課題:
Jリーグのホーム開幕戦についての記事から、「2019年Jリーグのホーム開」から「トップはディエゴと謙佑です。」までを一字一句違えずに書き写してください。

記事:
....
早春の梅がおわりはじめると、早咲きの桜が満開を迎えました。盛春はもうすぐそこまできてます。
東京に春がやってきました。
2019年Jリーグのホーム開幕戦でございます。毎年この日は沸き立つ気持ちを抑えるのが難しいのですけど、今年はとくに、二試合待たされましたから余計ワクワクします。
ホーム開幕戦に迎えますは、スペインブームにあいのりしている鳥栖。You'll Never Walk Alone♪
アクシデントで難儀しましたけど、最終盤に2ゴールを重ね、からくも勝ち点3を積みました。
東京は三試合連続同じ布陣です。シフトはスクウェアの4-4-2。GKは彰洋。CBはヒョンスとモリゲ。SBは成と諒也。CMは洋次郎と拳人。メイヤは右に建英左に慶悟。2トップはディエゴと謙佑です。
鳥栖はミッドウィークのカップ戦のテストを経て、布陣を変えます。シフトはスクウェア型の4-4-2。GKは拓生。CBは祐治と藤田。SBは右に原左に三丸。CMは秀人と義希。メイヤは右に夢生左に松岡。2トップはトーレスとチョ・ドンゴン。
....
表示データ:
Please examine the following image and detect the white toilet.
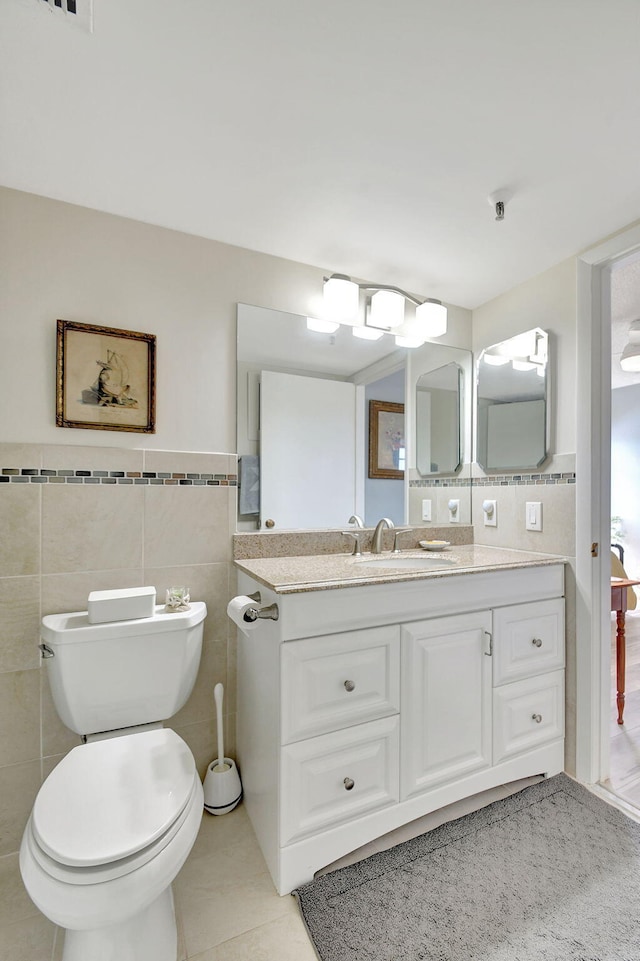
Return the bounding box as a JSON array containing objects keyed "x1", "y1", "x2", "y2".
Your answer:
[{"x1": 20, "y1": 602, "x2": 207, "y2": 961}]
....
回答:
2019年Jリーグのホーム開幕戦でございます。毎年この日は沸き立つ気持ちを抑えるのが難しいのですけど、今年はとくに、二試合待たされましたから余計ワクワクします。
ホーム開幕戦に迎えますは、スペインブームにあいのりしている鳥栖。You'll Never Walk Alone♪
アクシデントで難儀しましたけど、最終盤に2ゴールを重ね、からくも勝ち点3を積みました。
東京は三試合連続同じ布陣です。シフトはスクウェアの4-4-2。GKは彰洋。CBはヒョンスとモリゲ。SBは成と諒也。CMは洋次郎と拳人。メイヤは右に建英左に慶悟。2トップはディエゴと謙佑です。